BRIEF A: In the passage below on Canada's electoral system, how many seats did the BQ win, and with what share of the vote?
BRIEF B: Carry on the passage below about Canada's electoral system, starting right after its final sentence.

PROVIDED PASSAGE:

Another takeaway from this election is that for the second time in a row the party that came second in the popular vote took the most seats. This is the first time in Canadian history that this has occurred in successive elections. Another anomaly is that the Greens with 2.32 % of the vote took two seats, while the People’s Paty of Canada with almost five per cent won none. Similarly, the BQ took 33 seats with 7.66% of the vote while the NDP had to settle for 25 seats despite receiving 17.8 % of all votes cast. Such results do not accurately reflect the will of the people of Canada.

That’s because we have an electoral system known as first-past-the-post. Under this system, voters cast their vote for a candidate of their choice, and the candidate who receives the most votes wins even if the top candidate gets less than 50%, which can happen when there are many parties running. And that is the case in Canada today. Back when Confederation was enacted in 1867, we basically had a two-party system. Much has changed since then with one regional, five national and several fringe parties competing for votes. Campaigning in 2019, Trudeau promised to change the electoral system. Nothing came of that. During this election he again promised change, but once again this is unlikely to happen. That’s because Trudeau once again rejected proportional representation as an alternative, saying the system “gives more weight to smaller parties that are perhaps fringe parties.” He expressed his preference for a ranked ballot system, saying such an approach contributes to less divisive elections. Under a ranked ballot system, the winner must receive a majority of the votes cast, and ballots are ranked for first, second, third choices and so on. If no one gets a majority on the first ballot, then the bottom candidate is removed, and the ranked second, third etc. choices for other candidates are allocated accordingly amongst the remaining candidates. The process is repeated for successive ballots until such time as one candidate gets a majority. What Trudeau didn’t say is that this kind of system automatically favours the Liberals who, as a centrist party, can gather votes from both left and right in any ranked ballot.

ENTRIES SHOWN:
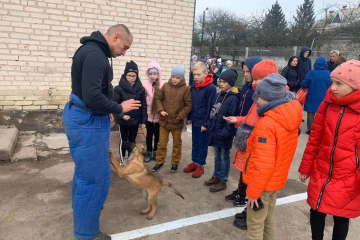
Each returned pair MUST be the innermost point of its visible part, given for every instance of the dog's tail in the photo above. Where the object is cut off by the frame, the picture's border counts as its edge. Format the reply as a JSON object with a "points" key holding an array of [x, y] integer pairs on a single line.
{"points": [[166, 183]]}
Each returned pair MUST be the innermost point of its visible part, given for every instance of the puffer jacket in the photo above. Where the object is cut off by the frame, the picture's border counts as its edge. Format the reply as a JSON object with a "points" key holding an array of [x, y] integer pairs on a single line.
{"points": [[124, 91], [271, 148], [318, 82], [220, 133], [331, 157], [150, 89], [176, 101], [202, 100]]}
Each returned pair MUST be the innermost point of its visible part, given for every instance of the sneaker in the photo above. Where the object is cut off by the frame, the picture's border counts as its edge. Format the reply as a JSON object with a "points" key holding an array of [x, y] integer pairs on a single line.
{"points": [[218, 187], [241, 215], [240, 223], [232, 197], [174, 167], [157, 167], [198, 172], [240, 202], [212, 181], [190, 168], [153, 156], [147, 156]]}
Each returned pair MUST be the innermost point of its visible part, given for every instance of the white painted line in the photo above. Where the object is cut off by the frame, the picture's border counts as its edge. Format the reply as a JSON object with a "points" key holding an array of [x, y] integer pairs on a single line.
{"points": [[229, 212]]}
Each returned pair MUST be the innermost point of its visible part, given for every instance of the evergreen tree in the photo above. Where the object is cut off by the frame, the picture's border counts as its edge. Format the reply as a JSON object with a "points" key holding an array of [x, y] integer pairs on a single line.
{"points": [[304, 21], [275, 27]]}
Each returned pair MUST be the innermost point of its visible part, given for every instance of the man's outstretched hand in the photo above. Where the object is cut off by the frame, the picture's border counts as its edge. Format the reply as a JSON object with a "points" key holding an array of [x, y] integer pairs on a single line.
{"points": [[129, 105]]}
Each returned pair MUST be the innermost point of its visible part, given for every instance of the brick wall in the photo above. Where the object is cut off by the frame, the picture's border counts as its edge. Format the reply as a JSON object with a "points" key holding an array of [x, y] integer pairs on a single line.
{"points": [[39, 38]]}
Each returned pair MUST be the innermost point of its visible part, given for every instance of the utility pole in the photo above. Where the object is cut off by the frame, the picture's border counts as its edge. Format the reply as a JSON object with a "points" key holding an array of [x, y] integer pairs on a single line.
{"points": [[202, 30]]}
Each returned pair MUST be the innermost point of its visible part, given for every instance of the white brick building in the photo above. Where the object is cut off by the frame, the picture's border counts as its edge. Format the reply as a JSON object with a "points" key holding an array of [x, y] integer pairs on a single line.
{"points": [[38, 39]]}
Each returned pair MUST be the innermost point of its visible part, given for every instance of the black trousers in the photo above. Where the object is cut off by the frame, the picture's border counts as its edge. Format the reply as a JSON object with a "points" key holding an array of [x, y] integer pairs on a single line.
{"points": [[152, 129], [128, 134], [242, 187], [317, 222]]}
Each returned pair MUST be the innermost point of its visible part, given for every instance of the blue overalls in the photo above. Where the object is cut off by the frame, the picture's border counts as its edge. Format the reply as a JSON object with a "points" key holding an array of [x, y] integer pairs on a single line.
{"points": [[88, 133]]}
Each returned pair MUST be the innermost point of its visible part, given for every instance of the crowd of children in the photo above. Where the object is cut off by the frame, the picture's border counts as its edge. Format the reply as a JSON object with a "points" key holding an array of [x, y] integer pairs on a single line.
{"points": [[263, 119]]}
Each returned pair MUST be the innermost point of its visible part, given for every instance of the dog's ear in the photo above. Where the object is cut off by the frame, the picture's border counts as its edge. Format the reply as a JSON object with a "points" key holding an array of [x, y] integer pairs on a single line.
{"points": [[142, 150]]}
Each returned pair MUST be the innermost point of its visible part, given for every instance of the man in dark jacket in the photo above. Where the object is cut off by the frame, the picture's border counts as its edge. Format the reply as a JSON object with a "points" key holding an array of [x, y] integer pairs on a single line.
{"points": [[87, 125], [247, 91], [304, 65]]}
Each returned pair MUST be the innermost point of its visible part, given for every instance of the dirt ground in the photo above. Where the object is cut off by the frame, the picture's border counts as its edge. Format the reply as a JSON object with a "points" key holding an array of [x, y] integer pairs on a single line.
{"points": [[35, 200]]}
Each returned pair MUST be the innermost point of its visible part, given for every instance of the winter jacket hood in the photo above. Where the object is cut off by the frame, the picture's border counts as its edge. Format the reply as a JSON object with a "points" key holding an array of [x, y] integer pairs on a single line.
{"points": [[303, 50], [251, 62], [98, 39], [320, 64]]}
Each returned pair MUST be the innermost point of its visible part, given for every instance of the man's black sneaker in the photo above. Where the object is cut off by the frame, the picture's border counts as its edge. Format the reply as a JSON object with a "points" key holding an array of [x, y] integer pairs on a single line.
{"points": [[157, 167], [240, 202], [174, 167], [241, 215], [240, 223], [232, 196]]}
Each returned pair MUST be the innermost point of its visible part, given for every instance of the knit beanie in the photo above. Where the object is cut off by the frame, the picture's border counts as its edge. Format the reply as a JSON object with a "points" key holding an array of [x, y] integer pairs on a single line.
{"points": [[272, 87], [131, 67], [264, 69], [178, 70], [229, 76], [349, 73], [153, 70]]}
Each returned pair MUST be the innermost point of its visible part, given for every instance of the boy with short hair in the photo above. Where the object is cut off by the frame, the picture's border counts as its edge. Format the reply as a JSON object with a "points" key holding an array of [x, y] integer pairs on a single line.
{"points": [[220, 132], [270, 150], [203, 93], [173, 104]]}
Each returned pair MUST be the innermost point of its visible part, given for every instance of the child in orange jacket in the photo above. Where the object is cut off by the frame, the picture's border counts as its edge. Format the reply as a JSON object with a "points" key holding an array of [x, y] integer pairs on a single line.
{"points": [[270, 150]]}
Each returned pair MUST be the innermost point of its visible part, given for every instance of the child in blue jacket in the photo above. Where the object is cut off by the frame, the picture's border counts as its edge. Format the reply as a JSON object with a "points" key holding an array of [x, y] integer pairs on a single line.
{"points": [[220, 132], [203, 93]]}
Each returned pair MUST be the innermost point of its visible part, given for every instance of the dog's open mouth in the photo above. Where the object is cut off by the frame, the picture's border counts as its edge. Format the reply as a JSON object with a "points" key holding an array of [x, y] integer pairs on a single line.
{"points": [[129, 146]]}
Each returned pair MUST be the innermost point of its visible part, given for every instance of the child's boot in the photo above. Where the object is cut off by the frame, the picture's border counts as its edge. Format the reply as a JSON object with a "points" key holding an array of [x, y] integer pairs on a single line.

ANSWER AREA A: The BQ won 33 seats with 7.66% of the vote.

ANSWER AREA B:
While there is merit in both a ranked ballot system and single-member constituencies, there is also merit in a proportional system. Perhaps, the best approach would be a hybrid of the two. Canada could either maintain the plurality system for single-member constituencies or change that to a ranked or two-round system which would require a majority. Similarly, it could elect party lists by province or region (i.e. Atlantic Canada, Manitoba and Saskatchewan in another region and the rest by individual provinces.) The system should be such that it is geared to Canada’s unique geographic and population requirements.

The principal arguments in favour of the first-past-the post system are that it is simple to understand and that it lends itself especially well to electing a majority government or at least a strong minority. An additional advantage is that Canadians are long-accustomed to this system. Countries that maintain a proportional system generally have to engage in coalition negotiations which, at times, can take months. Much the same could happen in Canada under such a system. Consider that during the last 100 years, only twice has one party managed to obtain a majority of the popular vote – once in 1958 and once in 1984. On the other hand, parties have been able to win a majority of the seats in Parliament many times with less than 50% of the popular vote. In fact, majorities have been won with as little as 38% of the popular vote.

Whether or not electoral reform will once again become a serious question for consideration in Canada remains to be seen. However, if it does rise to the forefront of political debate in this country one thing is certain. There is no shortage of alternative systems being used in scores of other countries around the world for Canada to study, to subject to serious analysis and debate, and to finally come to a decision on. Whether or not a new voting system is eventually adopted though, what most Canadians want is for institutional mechanisms to be in place that strongly discourage their Prime Ministers from calling needless snap elections well before their current terms of office have expired.